┌─ PROVIDED PASSAGE

True Crime Meets Academia—Dr. Charles Woods Shares His Research

Part 4 of the Spooky Stories Series

Content Warning: Although not described in detail, this article does mention topics of murder and sexual assault that may be triggering to some.

For October, we have been exploring scary stories at A&M-Commerce, from children's horror stories to legends of ghosts on campus and myths about the Salem Witch Trials. But not all are confined to October. Dr. Charles Woods, a composition and rhetoric professor in the Department of Literature and Languages at Texas A&M University-Commerce, knows this all too well through his research, which often ventures into true crime.

Woods focuses his work and research on the topic of digital privacy, often discussing cases of police using familial DNA sites as a surveillance tool. He and some colleagues formed the Digital Rhetorical Privacy Collective (DRPC), an online community of students and scholars working together towards better understanding privacy policies and how they impact consumers.

Woods also received a grant to start a “Privacy Lab” on the A&M-Commerce campus, which will be dedicated to his and his colleagues' DRPC work. Woods often marries the topic of digital privacy with his passion for podcasting, frequently discussing the topic often on his award-winning podcast, “The Big Rhetorical Podcast.”

The professor also incorporates podcasts and digital privacy in the classes he teaches. For example, in his “Writing with Digital Media” class, he encourages students to create their own podcasts and audio projects.

Woods' digital privacy research was largely inspired by the true crime case of the Golden State Killer, a serial killer in California. To understand the case and the impact it had on Woods' academic work, we must start by journeying 1,400 miles and 50 years back in time to California in the mid-70s.

└─
┌─ STORED DATA

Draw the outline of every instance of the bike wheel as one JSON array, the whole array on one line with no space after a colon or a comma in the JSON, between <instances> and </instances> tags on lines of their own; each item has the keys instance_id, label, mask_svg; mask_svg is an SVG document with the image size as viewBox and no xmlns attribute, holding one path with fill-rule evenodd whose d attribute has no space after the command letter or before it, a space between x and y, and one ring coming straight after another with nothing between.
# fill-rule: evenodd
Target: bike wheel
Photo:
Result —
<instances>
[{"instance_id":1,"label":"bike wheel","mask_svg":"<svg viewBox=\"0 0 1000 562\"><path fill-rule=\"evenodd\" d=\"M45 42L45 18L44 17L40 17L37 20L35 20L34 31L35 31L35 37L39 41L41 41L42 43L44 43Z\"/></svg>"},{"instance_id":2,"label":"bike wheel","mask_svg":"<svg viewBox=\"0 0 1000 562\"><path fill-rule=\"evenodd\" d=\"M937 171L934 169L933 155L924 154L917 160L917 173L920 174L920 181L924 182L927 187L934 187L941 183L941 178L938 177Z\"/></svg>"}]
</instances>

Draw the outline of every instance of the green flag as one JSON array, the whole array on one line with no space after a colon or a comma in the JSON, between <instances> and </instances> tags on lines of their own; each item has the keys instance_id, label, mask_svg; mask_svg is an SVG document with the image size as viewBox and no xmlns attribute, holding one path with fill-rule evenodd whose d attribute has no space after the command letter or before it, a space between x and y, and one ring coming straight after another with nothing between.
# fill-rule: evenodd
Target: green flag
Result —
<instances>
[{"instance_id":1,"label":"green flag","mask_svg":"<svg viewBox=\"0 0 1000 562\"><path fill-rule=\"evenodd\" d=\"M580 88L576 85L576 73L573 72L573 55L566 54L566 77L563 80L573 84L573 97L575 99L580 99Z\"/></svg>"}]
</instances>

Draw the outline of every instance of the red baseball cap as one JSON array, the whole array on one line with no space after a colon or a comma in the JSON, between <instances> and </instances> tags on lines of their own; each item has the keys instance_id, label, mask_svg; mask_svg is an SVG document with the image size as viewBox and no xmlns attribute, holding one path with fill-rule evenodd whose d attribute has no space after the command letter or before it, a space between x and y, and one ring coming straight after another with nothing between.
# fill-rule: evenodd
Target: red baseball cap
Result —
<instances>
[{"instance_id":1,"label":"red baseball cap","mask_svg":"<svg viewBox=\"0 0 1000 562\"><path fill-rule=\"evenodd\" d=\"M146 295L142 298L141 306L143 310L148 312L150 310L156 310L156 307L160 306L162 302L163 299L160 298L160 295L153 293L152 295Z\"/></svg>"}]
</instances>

└─

> [DIRECTIONS]
In the article about Dr. Charles Woods, what true crime case largely inspired his digital privacy research?

> [ANSWER FOR THE TASK]
The case of the Golden State Killer, a serial killer in California.